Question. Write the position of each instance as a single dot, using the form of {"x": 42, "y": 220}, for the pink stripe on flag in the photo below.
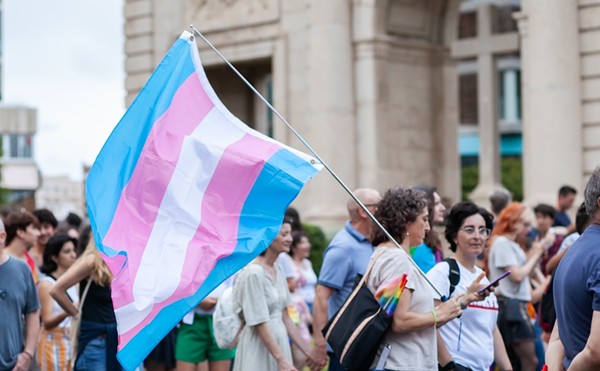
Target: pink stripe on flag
{"x": 216, "y": 237}
{"x": 137, "y": 210}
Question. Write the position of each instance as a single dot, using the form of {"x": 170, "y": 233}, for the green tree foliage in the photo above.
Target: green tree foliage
{"x": 318, "y": 243}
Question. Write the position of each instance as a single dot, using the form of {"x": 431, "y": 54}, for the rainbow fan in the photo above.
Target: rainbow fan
{"x": 388, "y": 294}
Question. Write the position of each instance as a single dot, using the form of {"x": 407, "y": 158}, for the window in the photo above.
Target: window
{"x": 502, "y": 20}
{"x": 467, "y": 25}
{"x": 509, "y": 85}
{"x": 467, "y": 93}
{"x": 19, "y": 146}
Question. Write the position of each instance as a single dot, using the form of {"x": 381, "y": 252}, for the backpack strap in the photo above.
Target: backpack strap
{"x": 453, "y": 274}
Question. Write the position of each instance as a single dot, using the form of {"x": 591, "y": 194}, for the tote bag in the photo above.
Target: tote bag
{"x": 359, "y": 326}
{"x": 76, "y": 325}
{"x": 227, "y": 323}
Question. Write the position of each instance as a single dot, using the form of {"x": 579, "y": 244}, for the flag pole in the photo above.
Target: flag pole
{"x": 316, "y": 155}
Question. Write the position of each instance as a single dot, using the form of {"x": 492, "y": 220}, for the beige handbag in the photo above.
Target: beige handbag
{"x": 75, "y": 326}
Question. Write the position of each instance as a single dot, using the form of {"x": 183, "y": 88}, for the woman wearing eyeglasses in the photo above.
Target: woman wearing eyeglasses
{"x": 514, "y": 292}
{"x": 473, "y": 340}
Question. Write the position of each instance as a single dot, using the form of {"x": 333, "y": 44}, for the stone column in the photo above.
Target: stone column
{"x": 331, "y": 107}
{"x": 367, "y": 68}
{"x": 487, "y": 96}
{"x": 552, "y": 134}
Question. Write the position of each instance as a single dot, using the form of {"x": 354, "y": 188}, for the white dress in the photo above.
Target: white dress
{"x": 262, "y": 301}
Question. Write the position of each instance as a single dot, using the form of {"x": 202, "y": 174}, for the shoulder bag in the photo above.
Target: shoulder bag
{"x": 359, "y": 326}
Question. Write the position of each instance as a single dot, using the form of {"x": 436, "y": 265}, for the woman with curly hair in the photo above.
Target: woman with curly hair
{"x": 412, "y": 337}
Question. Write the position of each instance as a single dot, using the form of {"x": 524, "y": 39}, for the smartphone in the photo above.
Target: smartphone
{"x": 494, "y": 282}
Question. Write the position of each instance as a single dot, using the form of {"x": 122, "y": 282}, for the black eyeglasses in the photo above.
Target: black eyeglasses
{"x": 483, "y": 231}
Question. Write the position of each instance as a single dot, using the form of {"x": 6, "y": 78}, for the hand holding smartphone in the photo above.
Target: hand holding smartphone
{"x": 493, "y": 283}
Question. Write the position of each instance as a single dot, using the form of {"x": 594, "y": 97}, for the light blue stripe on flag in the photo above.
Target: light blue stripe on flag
{"x": 106, "y": 179}
{"x": 277, "y": 185}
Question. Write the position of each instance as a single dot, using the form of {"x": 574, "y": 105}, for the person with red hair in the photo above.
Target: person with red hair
{"x": 514, "y": 292}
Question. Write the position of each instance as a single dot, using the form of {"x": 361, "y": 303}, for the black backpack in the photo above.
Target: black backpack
{"x": 453, "y": 274}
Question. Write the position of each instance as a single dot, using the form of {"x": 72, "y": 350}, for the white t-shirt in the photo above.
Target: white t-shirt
{"x": 56, "y": 309}
{"x": 286, "y": 262}
{"x": 505, "y": 253}
{"x": 470, "y": 338}
{"x": 415, "y": 350}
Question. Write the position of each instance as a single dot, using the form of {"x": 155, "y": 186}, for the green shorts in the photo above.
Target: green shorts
{"x": 196, "y": 342}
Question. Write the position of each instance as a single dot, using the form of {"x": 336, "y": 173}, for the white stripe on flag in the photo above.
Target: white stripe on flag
{"x": 160, "y": 268}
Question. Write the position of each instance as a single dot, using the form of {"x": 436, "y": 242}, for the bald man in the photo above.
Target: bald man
{"x": 348, "y": 254}
{"x": 18, "y": 300}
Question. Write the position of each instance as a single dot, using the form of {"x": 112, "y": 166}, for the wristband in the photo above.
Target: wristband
{"x": 434, "y": 317}
{"x": 448, "y": 367}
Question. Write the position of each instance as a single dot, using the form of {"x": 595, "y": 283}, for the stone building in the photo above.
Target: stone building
{"x": 387, "y": 91}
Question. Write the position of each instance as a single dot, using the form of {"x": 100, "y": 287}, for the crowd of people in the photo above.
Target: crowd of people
{"x": 543, "y": 312}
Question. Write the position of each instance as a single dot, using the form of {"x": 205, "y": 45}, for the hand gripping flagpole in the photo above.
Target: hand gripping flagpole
{"x": 314, "y": 153}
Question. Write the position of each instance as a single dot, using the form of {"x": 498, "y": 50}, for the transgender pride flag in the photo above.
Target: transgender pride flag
{"x": 183, "y": 195}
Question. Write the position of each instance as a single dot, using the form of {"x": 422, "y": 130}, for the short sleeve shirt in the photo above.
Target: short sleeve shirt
{"x": 505, "y": 253}
{"x": 577, "y": 292}
{"x": 346, "y": 256}
{"x": 470, "y": 338}
{"x": 18, "y": 297}
{"x": 415, "y": 350}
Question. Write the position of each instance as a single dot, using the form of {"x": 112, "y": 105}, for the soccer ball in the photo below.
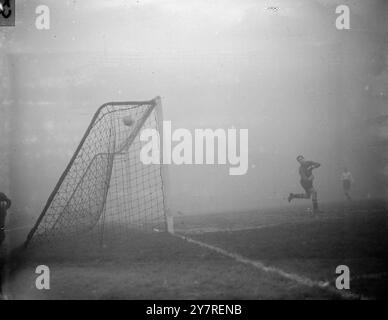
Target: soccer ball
{"x": 128, "y": 121}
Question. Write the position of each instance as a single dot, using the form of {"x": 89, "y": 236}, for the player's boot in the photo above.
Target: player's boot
{"x": 315, "y": 208}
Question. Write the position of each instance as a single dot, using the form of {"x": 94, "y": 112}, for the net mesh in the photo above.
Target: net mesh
{"x": 106, "y": 190}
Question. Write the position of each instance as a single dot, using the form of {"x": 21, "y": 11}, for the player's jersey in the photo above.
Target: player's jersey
{"x": 3, "y": 211}
{"x": 306, "y": 169}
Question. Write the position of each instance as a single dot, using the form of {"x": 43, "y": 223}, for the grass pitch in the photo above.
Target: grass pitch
{"x": 161, "y": 266}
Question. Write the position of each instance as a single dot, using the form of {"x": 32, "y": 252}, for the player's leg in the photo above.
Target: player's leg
{"x": 314, "y": 198}
{"x": 347, "y": 190}
{"x": 2, "y": 261}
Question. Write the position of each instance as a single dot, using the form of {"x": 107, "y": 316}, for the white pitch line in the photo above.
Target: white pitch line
{"x": 263, "y": 226}
{"x": 19, "y": 228}
{"x": 261, "y": 266}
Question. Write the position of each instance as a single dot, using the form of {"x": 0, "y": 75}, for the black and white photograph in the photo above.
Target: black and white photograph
{"x": 193, "y": 155}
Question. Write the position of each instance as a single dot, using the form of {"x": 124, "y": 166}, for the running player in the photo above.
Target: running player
{"x": 347, "y": 180}
{"x": 5, "y": 203}
{"x": 306, "y": 180}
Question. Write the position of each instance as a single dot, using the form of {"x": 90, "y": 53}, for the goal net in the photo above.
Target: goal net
{"x": 106, "y": 190}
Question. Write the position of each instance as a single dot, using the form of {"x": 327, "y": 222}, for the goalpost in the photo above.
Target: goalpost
{"x": 106, "y": 190}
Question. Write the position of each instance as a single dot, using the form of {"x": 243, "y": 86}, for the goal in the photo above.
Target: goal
{"x": 105, "y": 189}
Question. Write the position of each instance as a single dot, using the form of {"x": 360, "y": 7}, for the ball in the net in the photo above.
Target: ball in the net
{"x": 128, "y": 121}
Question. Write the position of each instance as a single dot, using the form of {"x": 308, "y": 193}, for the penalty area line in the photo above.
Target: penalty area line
{"x": 302, "y": 280}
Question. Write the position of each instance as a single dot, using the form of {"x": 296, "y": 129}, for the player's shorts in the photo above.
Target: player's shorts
{"x": 346, "y": 184}
{"x": 307, "y": 185}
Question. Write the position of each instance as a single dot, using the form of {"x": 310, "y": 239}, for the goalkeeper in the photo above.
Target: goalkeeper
{"x": 306, "y": 180}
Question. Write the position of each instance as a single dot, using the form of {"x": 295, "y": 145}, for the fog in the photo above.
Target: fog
{"x": 277, "y": 68}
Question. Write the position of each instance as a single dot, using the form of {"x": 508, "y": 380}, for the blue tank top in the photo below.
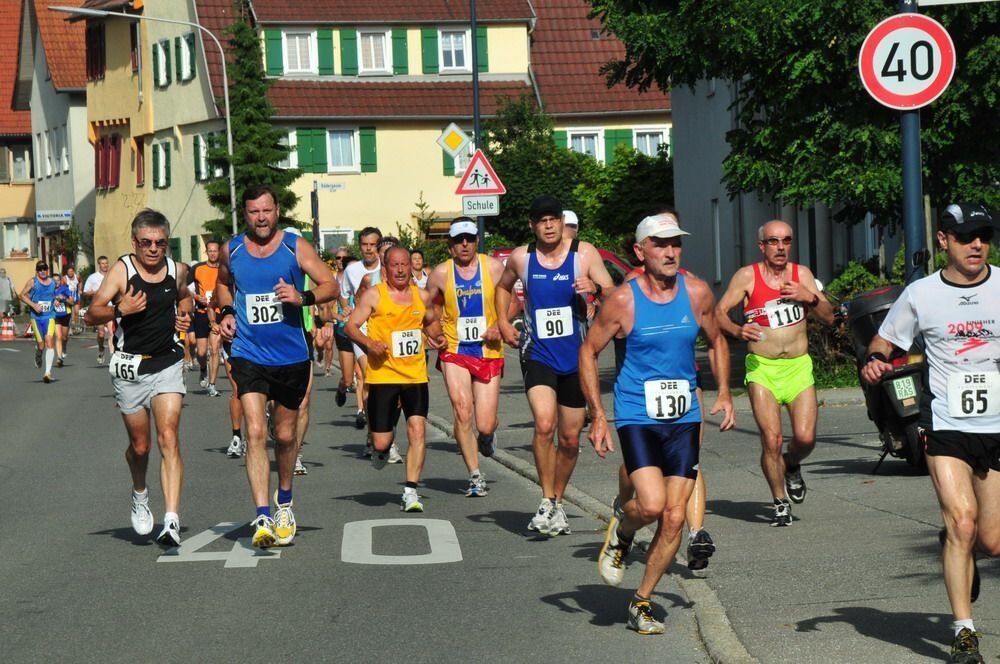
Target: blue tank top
{"x": 553, "y": 313}
{"x": 43, "y": 295}
{"x": 659, "y": 356}
{"x": 268, "y": 332}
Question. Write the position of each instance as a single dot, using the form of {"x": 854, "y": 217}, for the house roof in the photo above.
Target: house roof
{"x": 11, "y": 121}
{"x": 348, "y": 99}
{"x": 567, "y": 60}
{"x": 63, "y": 42}
{"x": 395, "y": 11}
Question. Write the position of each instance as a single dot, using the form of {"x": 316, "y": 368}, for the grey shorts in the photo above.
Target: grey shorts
{"x": 133, "y": 396}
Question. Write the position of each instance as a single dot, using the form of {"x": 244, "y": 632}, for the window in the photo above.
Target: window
{"x": 454, "y": 50}
{"x": 300, "y": 53}
{"x": 373, "y": 54}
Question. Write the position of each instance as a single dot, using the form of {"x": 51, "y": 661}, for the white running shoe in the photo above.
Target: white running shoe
{"x": 142, "y": 518}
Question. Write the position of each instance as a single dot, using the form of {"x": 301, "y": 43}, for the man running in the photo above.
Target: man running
{"x": 146, "y": 294}
{"x": 270, "y": 358}
{"x": 777, "y": 297}
{"x": 398, "y": 315}
{"x": 472, "y": 361}
{"x": 955, "y": 311}
{"x": 556, "y": 272}
{"x": 39, "y": 294}
{"x": 657, "y": 411}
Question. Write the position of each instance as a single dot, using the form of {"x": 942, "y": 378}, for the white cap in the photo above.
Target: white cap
{"x": 659, "y": 225}
{"x": 463, "y": 227}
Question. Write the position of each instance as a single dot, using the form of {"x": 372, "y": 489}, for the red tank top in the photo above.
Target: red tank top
{"x": 767, "y": 308}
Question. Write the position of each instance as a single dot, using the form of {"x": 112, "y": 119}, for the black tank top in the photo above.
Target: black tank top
{"x": 151, "y": 332}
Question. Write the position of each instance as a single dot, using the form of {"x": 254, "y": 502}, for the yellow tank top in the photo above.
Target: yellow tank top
{"x": 468, "y": 310}
{"x": 402, "y": 329}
- - - -
WHAT YOU WILL DO:
Copy out exactly the lines from the line with "red tank top in the photo above." to the end of the listing, including both of those lines, and give nothing else.

WRITTEN SOLUTION:
Question. Write the position of each instance as a single dot, using the form of {"x": 372, "y": 489}, for the red tank top in the photo above.
Target: red tank top
{"x": 767, "y": 308}
Question. Write the position of each instance as a single dot, using the form of {"x": 112, "y": 119}, for the black tank top in the photo above.
Target: black tank top
{"x": 151, "y": 332}
Question. Write the position of each instance as a single dot, using the form of {"x": 254, "y": 502}, for the yellow tank top in the photo above.
Target: yellow tank top
{"x": 468, "y": 310}
{"x": 402, "y": 329}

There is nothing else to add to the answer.